▸ CONSIGNE ÉCRITE 1
D'après l'extrait à lire, quelle quantité de TNT la bombe artisanale placée sous le 4×4 contenait-elle ?
+ + + +
Les faits essentiels de la tragédie ont déjà été établis. Un 4×4 Land Cruiser Prado, appartenant à Douguine et avec Daria au volant, a explosé sur une autoroute près du village de Bolshie Vyazyomy, à un peu plus de 20 km de Moscou.
Ils revenaient tous deux d’un festival familial, où Douguine avait prononcé un discours. À la dernière minute, Daria a pris le SUV et Douguine l’a suivie dans une autre voiture. Selon des témoins oculaires, il y a eu une explosion sous le SUV, qui a immédiatement été la proie des flammes et a heurté un bâtiment en bordure de route. Le corps de Daria a été brûlé au point d’être méconnaissable.
Le Comité d’enquête russe a rapidement établi que la bombe artisanale – environ 400 g de TNT, non encapsulée – avait été placée sous le plancher du 4×4, du côté du conducteur.
Les enquêteurs considèrent qu’il s’agit d’un attentat à la voiture piégée prémédité.
Ce que l’on ne sait pas encore, c’est si l’engin explosif était muni d’une minuterie ou si un individu à proximité a appuyé sur le bouton.
Ce que l’on sait déjà, c’est qu’Alexandre Douguine était une cible sur la liste de Myrotvorets. Myrotvorets est l’acronyme de Centre de recherche des signes de crimes contre la sécurité nationale de l’Ukraine. Il travaille aux côtés de l’OTAN pour recueillir des informations sur les « terroristes et séparatistes pro-russes ».
Denis Pouchiline, le chef de la RPD, n’a pas tardé à accuser « les terroristes du régime ukrainien » de l’assassinat de Daria. L’inestimable Maria Zakharova s’est montrée plus diplomate : elle a déclaré que si la piste ukrainienne est confirmée, cela configurera une politique de terrorisme d’État déployée par Kiev.
Une guerre existentielle
Dans plusieurs essais – celui-ci étant sans doute le plus essentiel – Douguine avait largement fait comprendre l’énormité des enjeux. Il s’agit d’une guerre des idées. Et une guerre existentielle : La Russie contre l’Occident collectif dirigé par les États-Unis.
Le SBU, l’OTAN, ou très probablement le combo – étant donné que le SBU est commandé par la CIA et le MI6 – n’ont pas choisi d’attaquer Poutine, Lavrov, Patrouchev ou Choïgu. Ils ont ciblé un philosophe et ont fini par assassiner sa fille – ce qui rend la chose encore plus douloureuse. Ils ont attaqué un intellectuel qui formule des idées. Ce qui prouve une fois de plus que la culture de l’annulation occidentale se métastase en annulation de personne.
C’est bien beau que le ministère russe de la Défense soit sur le point de lancer la production de l’hypersonique M. Zircon, alors qu’il continue à produire de nombreux M. Kinjal. Ou que trois intercepteurs supersoniques Mig-31 aient été déployés à Kaliningrad, équipés de Kinjals et placés en service de combat 24 heures sur 24, 7 jours sur 7.
Le problème, c’est que les règles ont changé et que le combo SBU/OTAN, confronté à une débâcle indescriptible dans le Donbass, fait monter en puissance le sabotage, le contre-espionnage et la contre-diversion.
+ + + +
▸ CONSIGNE ÉCRITE 2
Reproduisez fidèlement le listing, de la ligne contenant « point_to annotates the rocky » jusqu'à la dernière ligne du listing, ces deux lignes comprises.

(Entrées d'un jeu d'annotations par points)
+ + + +
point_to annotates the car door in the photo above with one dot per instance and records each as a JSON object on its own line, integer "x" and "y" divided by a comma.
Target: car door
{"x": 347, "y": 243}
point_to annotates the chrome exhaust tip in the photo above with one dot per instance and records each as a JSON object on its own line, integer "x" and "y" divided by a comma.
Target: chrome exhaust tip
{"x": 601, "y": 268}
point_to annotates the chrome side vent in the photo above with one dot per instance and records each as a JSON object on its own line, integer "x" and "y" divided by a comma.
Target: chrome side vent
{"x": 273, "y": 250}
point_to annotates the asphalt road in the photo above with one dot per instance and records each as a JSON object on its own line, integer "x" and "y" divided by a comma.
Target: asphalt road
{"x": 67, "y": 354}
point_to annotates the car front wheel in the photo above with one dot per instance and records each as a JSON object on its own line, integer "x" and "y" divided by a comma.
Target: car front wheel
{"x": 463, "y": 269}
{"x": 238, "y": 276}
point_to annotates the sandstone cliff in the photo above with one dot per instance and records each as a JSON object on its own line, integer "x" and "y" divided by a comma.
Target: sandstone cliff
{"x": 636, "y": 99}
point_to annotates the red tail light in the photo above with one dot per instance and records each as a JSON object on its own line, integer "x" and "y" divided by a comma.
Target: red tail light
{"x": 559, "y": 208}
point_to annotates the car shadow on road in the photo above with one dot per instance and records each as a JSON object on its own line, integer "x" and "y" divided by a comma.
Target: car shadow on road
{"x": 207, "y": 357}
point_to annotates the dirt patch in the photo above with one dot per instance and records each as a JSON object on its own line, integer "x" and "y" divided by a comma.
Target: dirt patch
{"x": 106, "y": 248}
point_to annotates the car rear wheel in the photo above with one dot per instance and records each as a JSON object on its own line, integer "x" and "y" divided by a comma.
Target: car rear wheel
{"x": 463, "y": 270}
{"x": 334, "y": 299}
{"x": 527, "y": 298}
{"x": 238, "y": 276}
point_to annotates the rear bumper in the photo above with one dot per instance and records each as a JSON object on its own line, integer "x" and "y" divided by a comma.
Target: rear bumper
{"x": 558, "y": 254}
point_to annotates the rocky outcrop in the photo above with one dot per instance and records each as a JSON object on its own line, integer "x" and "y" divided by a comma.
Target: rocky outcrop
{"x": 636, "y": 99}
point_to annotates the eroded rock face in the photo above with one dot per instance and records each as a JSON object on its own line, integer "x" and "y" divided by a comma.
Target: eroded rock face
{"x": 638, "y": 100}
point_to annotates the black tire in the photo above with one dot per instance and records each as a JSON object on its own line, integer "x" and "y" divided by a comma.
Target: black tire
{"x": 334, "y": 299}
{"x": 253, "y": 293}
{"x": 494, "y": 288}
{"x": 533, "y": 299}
+ + + +
▸ RÉPONSE COMPLÈTE 1
Environ 400 g de TNT, non encapsulée.

▸ RÉPONSE COMPLÈTE 2
point_to annotates the rocky outcrop in the photo above with one dot per instance and records each as a JSON object on its own line, integer "x" and "y" divided by a comma.
Target: rocky outcrop
{"x": 636, "y": 99}
point_to annotates the eroded rock face in the photo above with one dot per instance and records each as a JSON object on its own line, integer "x" and "y" divided by a comma.
Target: eroded rock face
{"x": 638, "y": 100}
point_to annotates the black tire in the photo above with one dot per instance and records each as a JSON object on its own line, integer "x" and "y" divided by a comma.
Target: black tire
{"x": 334, "y": 299}
{"x": 253, "y": 293}
{"x": 494, "y": 288}
{"x": 533, "y": 299}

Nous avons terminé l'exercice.